Hyundai customers are also going to have some tough choices to make, especially when measuring the Tucson against the more experienced Santa Fe. Although seven inches shorter in overall length, the newcomer's wheelbase is actually slightly longer and the body is nearly as wide. When it comes to cargo volume, however, the Santa Fe comes out on top by a wide margin.

Under the Tucson's stubby nose is a choice of two powerplants. Base GL-designated models run with a 140-horsepower, four-cylinder engine connected to a five-speed manual transmission or optional four-speed automatic with manual-shift capabilities.

The GLS and top-of-the-line LX get a 2.7-liter V-6 with 173 horses on tap. With this motor, the automatic transmission is your only pick.

All models begin with front-wheel drive, but can be equipped with an electronic four-wheel-drive setup that sends up to 50 percent of the torque to the rear wheels should a lack of traction warrant such action. At the push of a dashboard-mounted button, the driver can also lock the drive system, splitting the power between the wheels on a 50/50 basis.

## DATA ROWS
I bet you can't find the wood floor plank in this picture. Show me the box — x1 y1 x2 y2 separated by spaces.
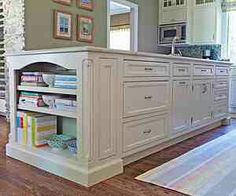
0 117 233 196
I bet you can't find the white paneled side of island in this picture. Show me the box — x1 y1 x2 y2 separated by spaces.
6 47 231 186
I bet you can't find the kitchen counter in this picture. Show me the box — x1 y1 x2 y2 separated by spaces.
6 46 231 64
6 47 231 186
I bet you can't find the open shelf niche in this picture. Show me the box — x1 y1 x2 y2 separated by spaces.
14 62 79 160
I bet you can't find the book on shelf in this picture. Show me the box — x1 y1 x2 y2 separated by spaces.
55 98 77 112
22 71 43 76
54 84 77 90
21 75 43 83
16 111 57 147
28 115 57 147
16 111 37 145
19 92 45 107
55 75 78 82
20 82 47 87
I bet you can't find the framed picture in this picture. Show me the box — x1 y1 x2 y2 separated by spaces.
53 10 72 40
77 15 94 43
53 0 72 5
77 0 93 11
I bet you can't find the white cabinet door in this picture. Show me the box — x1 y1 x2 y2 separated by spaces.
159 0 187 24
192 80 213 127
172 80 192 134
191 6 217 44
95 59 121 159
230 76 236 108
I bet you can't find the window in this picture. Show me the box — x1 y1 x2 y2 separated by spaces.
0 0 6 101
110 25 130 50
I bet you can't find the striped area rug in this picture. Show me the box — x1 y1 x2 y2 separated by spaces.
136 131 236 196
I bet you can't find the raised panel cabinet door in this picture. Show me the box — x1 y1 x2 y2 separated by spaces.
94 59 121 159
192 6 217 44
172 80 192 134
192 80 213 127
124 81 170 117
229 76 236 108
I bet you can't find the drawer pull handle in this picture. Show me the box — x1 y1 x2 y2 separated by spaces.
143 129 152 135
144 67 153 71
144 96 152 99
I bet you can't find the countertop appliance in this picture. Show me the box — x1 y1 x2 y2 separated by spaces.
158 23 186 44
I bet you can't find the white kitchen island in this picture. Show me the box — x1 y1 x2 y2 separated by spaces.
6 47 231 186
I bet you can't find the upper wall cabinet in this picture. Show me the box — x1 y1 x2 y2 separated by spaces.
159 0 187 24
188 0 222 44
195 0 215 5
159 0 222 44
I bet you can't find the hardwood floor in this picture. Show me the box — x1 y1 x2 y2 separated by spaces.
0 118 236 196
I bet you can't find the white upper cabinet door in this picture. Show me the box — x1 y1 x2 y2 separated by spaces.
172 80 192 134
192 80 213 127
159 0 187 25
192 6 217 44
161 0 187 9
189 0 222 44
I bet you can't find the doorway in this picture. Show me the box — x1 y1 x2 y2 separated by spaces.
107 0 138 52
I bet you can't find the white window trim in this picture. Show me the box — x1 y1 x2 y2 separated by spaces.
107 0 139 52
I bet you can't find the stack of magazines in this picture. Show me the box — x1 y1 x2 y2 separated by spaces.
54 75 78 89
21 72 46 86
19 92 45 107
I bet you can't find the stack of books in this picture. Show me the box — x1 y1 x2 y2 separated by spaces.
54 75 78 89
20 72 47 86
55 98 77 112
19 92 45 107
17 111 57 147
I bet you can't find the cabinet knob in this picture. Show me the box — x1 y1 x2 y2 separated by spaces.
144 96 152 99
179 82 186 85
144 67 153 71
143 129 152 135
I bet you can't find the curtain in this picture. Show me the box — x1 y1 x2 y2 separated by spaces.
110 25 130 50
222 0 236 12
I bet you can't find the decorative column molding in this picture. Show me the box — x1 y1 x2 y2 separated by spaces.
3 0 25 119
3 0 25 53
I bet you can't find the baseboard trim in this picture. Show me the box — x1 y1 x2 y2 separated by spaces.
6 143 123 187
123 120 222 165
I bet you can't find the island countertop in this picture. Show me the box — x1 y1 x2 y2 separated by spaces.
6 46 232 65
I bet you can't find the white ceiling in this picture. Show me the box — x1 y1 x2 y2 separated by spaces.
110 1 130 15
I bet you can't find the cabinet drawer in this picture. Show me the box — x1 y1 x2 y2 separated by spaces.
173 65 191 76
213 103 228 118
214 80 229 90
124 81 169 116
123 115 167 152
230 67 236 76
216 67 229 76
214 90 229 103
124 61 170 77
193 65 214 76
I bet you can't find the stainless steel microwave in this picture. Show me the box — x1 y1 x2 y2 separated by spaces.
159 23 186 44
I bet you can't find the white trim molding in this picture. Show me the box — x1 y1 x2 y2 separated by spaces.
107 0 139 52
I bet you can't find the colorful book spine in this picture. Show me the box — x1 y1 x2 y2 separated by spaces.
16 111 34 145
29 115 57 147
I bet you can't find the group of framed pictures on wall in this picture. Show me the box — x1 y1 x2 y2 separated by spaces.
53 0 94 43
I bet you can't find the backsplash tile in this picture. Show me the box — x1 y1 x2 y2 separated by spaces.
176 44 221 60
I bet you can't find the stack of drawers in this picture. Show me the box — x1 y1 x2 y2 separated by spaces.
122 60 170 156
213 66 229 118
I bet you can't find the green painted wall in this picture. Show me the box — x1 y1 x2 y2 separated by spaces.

...

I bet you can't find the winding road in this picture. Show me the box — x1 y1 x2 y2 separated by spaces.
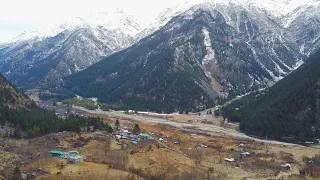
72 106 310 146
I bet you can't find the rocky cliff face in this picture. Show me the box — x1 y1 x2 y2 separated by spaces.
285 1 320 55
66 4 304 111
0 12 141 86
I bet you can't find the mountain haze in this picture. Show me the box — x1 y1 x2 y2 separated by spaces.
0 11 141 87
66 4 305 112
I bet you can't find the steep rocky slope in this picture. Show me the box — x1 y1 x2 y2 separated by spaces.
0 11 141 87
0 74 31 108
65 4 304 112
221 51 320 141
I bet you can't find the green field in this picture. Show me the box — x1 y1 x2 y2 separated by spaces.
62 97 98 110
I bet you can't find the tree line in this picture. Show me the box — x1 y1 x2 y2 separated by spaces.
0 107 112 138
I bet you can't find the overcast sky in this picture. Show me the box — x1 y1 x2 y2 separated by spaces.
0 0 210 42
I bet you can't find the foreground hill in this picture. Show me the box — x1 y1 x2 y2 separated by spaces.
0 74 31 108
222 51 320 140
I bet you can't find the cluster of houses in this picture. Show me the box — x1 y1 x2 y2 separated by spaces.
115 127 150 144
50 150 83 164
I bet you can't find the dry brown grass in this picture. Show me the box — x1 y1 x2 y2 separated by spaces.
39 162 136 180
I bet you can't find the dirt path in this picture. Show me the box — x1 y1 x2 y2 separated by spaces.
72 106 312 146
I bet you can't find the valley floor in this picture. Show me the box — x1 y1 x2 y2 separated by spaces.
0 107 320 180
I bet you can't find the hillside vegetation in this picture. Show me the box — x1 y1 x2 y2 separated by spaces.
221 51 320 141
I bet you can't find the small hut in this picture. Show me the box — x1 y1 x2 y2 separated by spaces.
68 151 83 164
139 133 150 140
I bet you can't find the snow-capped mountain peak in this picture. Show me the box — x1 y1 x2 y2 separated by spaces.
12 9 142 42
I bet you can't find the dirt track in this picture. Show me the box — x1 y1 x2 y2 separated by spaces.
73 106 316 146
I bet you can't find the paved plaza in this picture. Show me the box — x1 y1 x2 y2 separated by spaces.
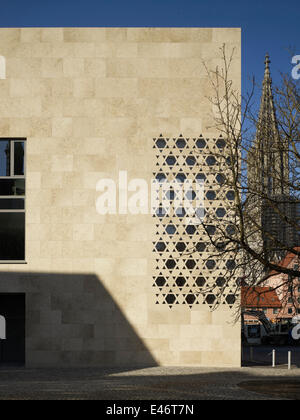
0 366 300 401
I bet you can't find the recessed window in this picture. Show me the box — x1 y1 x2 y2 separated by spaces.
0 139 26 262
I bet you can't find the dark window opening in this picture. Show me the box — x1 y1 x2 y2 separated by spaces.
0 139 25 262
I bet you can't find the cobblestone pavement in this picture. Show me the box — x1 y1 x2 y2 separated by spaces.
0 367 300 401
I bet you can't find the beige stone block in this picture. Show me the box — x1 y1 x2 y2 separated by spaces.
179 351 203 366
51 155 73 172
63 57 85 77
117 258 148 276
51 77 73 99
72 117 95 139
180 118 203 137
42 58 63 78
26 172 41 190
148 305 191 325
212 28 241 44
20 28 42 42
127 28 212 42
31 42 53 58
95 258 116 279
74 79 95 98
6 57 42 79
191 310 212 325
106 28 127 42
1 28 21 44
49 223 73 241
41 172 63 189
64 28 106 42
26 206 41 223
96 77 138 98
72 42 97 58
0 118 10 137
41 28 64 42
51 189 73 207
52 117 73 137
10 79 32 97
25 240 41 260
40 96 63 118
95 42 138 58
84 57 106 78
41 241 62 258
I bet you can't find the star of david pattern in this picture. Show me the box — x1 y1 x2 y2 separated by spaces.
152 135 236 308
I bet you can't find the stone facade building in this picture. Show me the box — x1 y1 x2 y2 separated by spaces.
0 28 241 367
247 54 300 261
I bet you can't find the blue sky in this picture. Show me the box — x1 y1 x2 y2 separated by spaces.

## REQUESTS
**a)** Answer these about the Hyundai Tucson text:
(i) How much horsepower does the engine in base GL models produce?
(ii) Which two models get the 2.7-liter V-6?
(iii) What is the most torque the four-wheel-drive setup can send to the rear wheels?
**b)** Quote the Hyundai Tucson text from "Hyundai customers are" up to and including "a wide margin.".

## SOLUTIONS FOR EACH TASK
**a)**
(i) 140 horsepower
(ii) The GLS and the LX
(iii) Up to 50 percent

**b)**
Hyundai customers are also going to have some tough choices to make, especially when measuring the Tucson against the more experienced Santa Fe. Although seven inches shorter in overall length, the newcomer's wheelbase is actually slightly longer and the body is nearly as wide. When it comes to cargo volume, however, the Santa Fe comes out on top by a wide margin.